STATED GOAL. Count the lines in the entries below that contain the string "tire" and reply with that number alone.

* * * * * * * * *

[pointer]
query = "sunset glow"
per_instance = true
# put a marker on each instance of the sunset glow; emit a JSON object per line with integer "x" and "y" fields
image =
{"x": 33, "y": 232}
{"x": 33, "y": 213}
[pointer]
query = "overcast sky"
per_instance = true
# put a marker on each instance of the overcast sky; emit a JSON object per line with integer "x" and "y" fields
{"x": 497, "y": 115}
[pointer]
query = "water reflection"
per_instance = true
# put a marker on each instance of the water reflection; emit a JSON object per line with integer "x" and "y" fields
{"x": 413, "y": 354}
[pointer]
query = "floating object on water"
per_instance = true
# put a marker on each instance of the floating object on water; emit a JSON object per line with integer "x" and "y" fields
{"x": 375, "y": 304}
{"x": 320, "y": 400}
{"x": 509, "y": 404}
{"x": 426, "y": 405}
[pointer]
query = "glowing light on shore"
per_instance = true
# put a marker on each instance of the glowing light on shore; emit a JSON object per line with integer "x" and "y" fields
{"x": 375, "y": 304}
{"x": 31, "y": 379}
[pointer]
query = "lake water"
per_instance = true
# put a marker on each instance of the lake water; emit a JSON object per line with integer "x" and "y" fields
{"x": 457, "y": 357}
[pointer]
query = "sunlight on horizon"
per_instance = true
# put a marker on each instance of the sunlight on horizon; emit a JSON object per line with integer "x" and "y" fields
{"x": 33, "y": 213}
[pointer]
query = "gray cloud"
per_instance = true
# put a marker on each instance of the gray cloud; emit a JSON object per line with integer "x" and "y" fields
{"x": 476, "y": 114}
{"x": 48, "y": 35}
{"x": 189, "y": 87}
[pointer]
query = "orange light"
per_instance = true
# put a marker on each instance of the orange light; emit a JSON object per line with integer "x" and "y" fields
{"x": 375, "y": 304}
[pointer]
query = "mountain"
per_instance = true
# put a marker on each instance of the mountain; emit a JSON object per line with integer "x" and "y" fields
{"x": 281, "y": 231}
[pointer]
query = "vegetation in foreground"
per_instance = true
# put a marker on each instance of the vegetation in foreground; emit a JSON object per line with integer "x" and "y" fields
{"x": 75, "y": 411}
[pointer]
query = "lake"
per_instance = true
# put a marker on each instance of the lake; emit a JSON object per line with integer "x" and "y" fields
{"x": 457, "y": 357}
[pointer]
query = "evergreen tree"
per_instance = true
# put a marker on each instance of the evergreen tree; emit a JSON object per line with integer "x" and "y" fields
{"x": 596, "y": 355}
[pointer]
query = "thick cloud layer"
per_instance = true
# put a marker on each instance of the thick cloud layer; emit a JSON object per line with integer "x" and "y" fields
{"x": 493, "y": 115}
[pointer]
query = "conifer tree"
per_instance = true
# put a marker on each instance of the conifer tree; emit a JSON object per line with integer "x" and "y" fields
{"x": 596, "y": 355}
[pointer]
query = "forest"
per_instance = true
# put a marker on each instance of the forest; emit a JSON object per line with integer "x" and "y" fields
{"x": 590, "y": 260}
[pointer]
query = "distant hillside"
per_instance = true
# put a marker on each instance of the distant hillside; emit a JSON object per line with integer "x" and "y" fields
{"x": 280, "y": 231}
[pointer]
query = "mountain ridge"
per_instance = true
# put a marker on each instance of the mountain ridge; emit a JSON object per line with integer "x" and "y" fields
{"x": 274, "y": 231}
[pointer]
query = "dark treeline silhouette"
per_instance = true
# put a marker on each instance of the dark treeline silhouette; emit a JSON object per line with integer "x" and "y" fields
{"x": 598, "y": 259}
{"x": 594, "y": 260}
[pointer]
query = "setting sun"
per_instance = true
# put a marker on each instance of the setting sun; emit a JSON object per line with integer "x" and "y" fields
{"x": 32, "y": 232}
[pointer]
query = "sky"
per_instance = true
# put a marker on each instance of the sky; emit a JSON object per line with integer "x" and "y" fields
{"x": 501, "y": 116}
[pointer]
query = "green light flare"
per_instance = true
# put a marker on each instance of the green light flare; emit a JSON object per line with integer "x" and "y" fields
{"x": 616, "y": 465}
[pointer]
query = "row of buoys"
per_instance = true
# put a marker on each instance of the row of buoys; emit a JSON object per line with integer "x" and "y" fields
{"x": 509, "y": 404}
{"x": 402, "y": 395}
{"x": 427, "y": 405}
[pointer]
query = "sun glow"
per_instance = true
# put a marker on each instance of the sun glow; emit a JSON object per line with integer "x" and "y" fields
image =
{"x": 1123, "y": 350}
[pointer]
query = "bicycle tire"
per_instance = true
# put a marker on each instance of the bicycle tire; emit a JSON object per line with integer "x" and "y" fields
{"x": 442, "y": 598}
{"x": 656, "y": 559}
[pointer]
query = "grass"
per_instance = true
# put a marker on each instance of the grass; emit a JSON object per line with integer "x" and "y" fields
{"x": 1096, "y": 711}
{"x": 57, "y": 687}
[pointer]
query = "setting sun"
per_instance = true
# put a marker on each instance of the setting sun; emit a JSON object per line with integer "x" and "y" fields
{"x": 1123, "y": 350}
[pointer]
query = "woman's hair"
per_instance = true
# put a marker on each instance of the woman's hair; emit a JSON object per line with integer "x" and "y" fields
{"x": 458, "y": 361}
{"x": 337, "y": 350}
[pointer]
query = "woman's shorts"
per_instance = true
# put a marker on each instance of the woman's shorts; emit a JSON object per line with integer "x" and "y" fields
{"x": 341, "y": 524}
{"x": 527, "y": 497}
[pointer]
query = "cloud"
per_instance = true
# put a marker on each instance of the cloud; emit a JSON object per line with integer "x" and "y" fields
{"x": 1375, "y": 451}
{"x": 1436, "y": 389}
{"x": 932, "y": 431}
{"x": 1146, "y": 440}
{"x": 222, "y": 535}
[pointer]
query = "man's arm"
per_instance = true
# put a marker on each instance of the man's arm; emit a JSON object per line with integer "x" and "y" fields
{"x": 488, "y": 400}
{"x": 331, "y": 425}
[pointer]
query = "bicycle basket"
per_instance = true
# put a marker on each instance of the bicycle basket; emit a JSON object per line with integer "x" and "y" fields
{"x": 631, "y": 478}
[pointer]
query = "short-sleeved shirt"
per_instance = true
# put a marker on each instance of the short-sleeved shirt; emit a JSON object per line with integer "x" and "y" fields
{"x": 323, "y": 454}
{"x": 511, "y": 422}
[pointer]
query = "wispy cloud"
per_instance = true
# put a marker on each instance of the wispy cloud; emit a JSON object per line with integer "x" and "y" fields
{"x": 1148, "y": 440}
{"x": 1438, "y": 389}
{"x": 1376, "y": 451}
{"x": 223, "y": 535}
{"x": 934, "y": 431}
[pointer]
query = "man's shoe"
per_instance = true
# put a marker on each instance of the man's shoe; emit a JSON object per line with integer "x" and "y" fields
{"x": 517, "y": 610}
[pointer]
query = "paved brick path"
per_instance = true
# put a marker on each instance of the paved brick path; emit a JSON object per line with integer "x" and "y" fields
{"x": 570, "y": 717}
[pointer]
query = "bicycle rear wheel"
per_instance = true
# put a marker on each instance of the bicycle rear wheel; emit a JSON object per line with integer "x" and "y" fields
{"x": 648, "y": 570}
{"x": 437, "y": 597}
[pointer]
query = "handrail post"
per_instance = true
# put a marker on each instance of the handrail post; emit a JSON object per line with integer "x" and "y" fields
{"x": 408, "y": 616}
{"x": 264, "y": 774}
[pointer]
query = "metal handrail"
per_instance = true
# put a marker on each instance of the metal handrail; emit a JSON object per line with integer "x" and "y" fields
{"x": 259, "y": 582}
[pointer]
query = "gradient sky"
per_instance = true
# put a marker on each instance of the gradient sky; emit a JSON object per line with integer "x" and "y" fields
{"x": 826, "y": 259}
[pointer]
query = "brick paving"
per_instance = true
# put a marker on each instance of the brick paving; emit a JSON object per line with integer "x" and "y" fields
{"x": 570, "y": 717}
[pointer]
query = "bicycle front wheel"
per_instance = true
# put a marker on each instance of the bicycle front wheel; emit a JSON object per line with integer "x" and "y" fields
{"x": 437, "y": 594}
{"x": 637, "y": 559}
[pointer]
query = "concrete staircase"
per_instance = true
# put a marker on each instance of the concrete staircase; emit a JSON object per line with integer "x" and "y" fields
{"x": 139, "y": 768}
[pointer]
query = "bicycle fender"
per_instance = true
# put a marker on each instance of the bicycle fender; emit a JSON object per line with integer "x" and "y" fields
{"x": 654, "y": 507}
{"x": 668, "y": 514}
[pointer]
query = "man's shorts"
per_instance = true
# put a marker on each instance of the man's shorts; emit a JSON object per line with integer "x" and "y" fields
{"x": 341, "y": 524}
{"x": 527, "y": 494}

* * * * * * * * *

RESPONSE. 2